You can also add scopes while importing, so that only specific documents will get imported.

Article.published.import

import accepts some other options like, force: true to recreate indexes, refresh: true to refresh indexes, batch_size: 100 to fetch 100 documents at a time from collection.

• Using rake

elasticsearch-rails provides a rake task for importing data. It also accepts same option as import through environment variables.

rake elasticsearch:import:model CLASS='Article' SCOPE='published'

You can use this task if you want to setup a CRON job or if you want to import all collections in one go as,

rake elasticsearch:import:all DIR=app/models

• Custom way

If you want more customization for indexing, you can implement it by yourself. For example, making asynchronous updates on document changes or making multiple operations in single request.

If indexing data is taking more time, then below are some cases which you can consider,

  • Adding proper indexes at database side.
  • Fetching less documents in single database request as it would not acquire much of your RAM.

§ **Task to carry out**
From the excerpt on importing data with elasticsearch-rails, quote everything from "Article.published.import" down to "through environment variables.". The records aren't needed for this.

§ **Provided information**
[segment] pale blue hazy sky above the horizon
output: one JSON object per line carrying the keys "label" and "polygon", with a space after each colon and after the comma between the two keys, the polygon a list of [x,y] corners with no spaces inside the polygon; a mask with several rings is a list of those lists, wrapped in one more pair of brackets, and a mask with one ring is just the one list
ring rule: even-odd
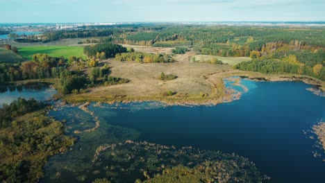
{"label": "pale blue hazy sky above the horizon", "polygon": [[324,0],[0,0],[0,23],[325,21]]}

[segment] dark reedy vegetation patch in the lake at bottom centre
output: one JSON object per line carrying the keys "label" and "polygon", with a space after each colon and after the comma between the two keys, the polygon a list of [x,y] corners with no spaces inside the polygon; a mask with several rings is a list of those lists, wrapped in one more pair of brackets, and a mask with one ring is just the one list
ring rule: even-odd
{"label": "dark reedy vegetation patch in the lake at bottom centre", "polygon": [[[117,173],[116,177],[108,176],[110,180],[116,182],[134,182],[135,179],[132,180],[132,177],[137,175],[142,180],[156,177],[148,182],[161,182],[164,179],[161,179],[158,173],[165,175],[163,176],[165,182],[170,182],[172,179],[169,178],[173,177],[171,172],[179,167],[194,171],[195,178],[206,177],[206,181],[203,182],[262,182],[268,179],[258,171],[255,164],[244,157],[219,151],[199,150],[191,146],[175,148],[147,141],[129,140],[125,143],[108,145],[99,154],[93,160],[94,164],[101,161],[105,164],[118,165],[106,170],[106,175],[110,175],[110,172]],[[105,169],[103,168],[103,171]],[[185,179],[192,178],[183,173],[178,175],[183,175]]]}

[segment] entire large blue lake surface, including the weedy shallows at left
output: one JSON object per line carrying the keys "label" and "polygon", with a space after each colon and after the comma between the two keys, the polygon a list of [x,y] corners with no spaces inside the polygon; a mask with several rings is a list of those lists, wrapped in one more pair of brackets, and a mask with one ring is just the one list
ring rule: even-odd
{"label": "entire large blue lake surface, including the weedy shallows at left", "polygon": [[[90,161],[94,155],[89,152],[110,141],[110,134],[122,135],[110,125],[128,129],[125,139],[236,153],[254,162],[271,182],[325,182],[324,152],[310,132],[315,123],[325,119],[325,98],[307,91],[310,85],[302,82],[243,83],[249,91],[240,100],[212,107],[157,103],[94,107],[93,103],[88,108],[99,116],[100,128],[96,134],[79,135],[73,150],[51,157],[42,182],[76,181],[71,173],[64,172],[63,179],[53,179],[53,173],[73,164],[74,168],[88,167],[81,174],[93,177]],[[67,133],[71,135],[73,130],[94,126],[90,114],[78,107],[62,107],[51,111],[50,116],[67,119]],[[313,152],[321,157],[313,157]]]}

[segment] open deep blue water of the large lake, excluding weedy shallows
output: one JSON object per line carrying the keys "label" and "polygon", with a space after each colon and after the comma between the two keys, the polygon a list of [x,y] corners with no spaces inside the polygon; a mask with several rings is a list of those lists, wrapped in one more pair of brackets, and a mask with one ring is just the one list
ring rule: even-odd
{"label": "open deep blue water of the large lake, excluding weedy shallows", "polygon": [[325,119],[325,98],[302,82],[255,82],[239,101],[206,107],[116,110],[108,123],[135,128],[140,140],[222,150],[248,157],[272,182],[325,182],[324,152],[303,130]]}

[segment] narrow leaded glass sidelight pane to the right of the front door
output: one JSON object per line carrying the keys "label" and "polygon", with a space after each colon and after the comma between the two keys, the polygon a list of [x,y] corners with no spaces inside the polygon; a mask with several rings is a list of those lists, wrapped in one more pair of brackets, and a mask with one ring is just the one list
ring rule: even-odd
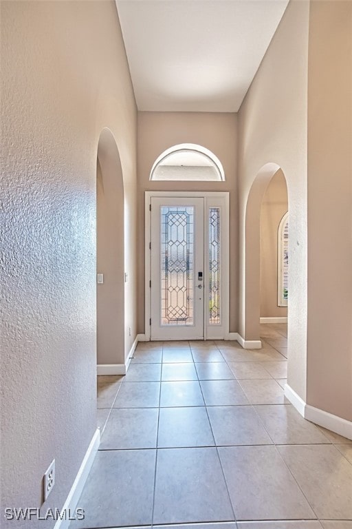
{"label": "narrow leaded glass sidelight pane to the right of the front door", "polygon": [[209,208],[209,324],[220,324],[220,208]]}

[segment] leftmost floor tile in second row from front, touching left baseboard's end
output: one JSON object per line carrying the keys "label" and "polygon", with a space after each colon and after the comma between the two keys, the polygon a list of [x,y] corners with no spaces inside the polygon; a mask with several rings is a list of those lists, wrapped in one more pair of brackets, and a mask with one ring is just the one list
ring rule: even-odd
{"label": "leftmost floor tile in second row from front, touching left baseboard's end", "polygon": [[100,450],[156,448],[157,408],[113,408],[100,442]]}

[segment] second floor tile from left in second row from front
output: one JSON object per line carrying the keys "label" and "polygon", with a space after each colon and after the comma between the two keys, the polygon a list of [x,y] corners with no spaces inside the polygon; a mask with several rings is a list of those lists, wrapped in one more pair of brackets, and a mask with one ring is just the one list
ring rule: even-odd
{"label": "second floor tile from left in second row from front", "polygon": [[157,446],[214,446],[206,408],[160,408]]}

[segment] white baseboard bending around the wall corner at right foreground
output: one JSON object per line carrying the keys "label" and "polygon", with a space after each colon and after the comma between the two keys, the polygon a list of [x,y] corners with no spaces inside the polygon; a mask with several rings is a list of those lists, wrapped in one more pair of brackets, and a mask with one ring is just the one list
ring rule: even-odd
{"label": "white baseboard bending around the wall corner at right foreground", "polygon": [[342,435],[342,437],[352,439],[351,421],[347,421],[347,419],[342,419],[342,417],[338,417],[338,415],[333,415],[327,411],[320,410],[320,408],[314,408],[314,406],[306,404],[288,384],[285,384],[285,397],[287,397],[289,402],[294,405],[300,415],[305,417],[307,421],[323,426],[323,428],[338,433],[339,435]]}

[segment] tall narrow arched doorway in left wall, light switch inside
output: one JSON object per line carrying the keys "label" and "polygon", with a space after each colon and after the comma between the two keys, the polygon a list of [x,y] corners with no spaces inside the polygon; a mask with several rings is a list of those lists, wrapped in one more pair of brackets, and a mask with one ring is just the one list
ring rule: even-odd
{"label": "tall narrow arched doorway in left wall, light switch inside", "polygon": [[107,128],[98,143],[96,209],[98,374],[116,375],[124,366],[124,183]]}

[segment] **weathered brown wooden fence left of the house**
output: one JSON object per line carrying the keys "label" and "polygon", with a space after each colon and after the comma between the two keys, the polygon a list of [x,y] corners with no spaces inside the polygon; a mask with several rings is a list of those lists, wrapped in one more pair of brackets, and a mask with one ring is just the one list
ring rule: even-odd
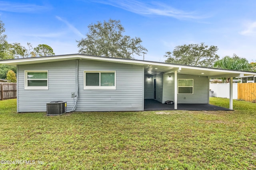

§ **Solution**
Article.published.import

import accepts some other options like, force: true to recreate indexes, refresh: true to refresh indexes, batch_size: 100 to fetch 100 documents at a time from collection.

• Using rake

elasticsearch-rails provides a rake task for importing data. It also accepts same option as import through environment variables.